— Exercise directions —
Look for the word "marker" in the entries and copy each line where it appears.

— Records shown —

▬▬▬▬▬▬▬▬▬▬

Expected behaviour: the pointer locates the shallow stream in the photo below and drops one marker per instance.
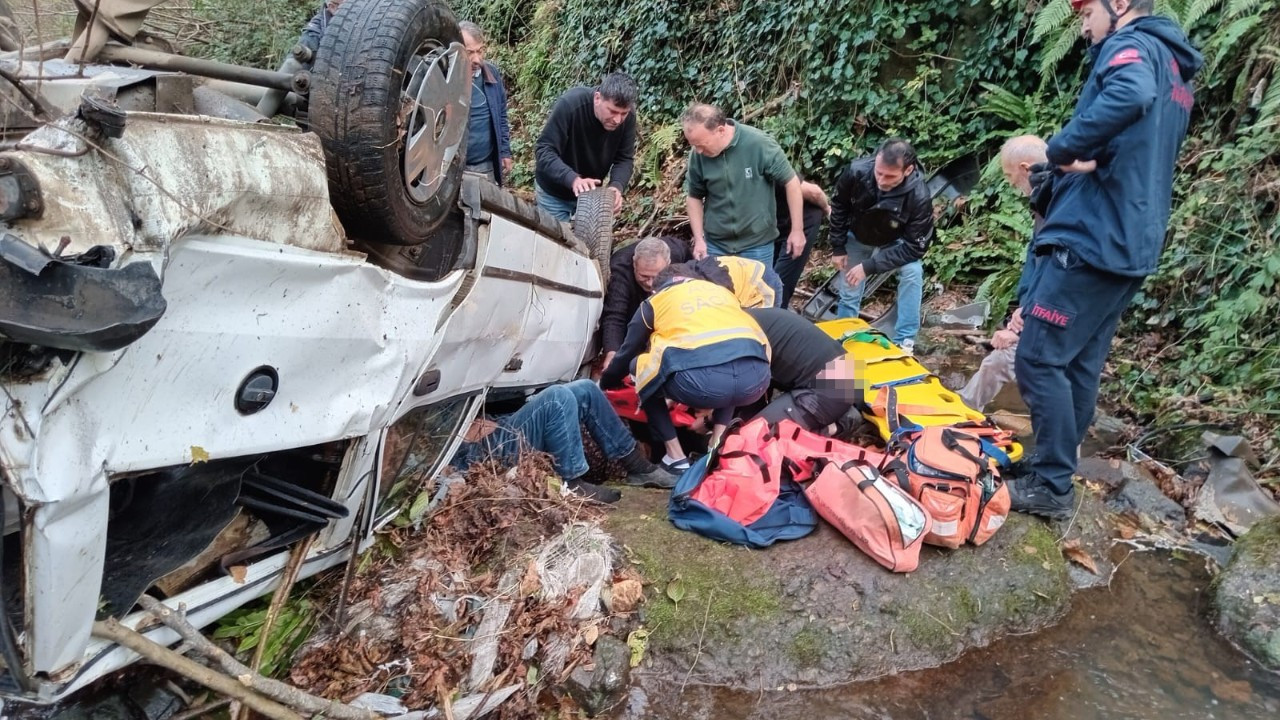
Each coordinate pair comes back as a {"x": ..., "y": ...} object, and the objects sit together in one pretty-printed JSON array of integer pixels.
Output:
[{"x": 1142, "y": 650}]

▬▬▬▬▬▬▬▬▬▬

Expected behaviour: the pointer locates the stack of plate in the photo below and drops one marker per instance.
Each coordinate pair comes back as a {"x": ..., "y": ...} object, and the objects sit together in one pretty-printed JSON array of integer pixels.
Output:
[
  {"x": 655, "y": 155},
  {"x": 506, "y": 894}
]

▬▬▬▬▬▬▬▬▬▬

— Exercise answer —
Expected behaviour: the pointer locates the shallow stream in the photo below and drops one marker per instance.
Expected behaviour: the pointer locates the stack of plate in the photo below and drops one marker per instance.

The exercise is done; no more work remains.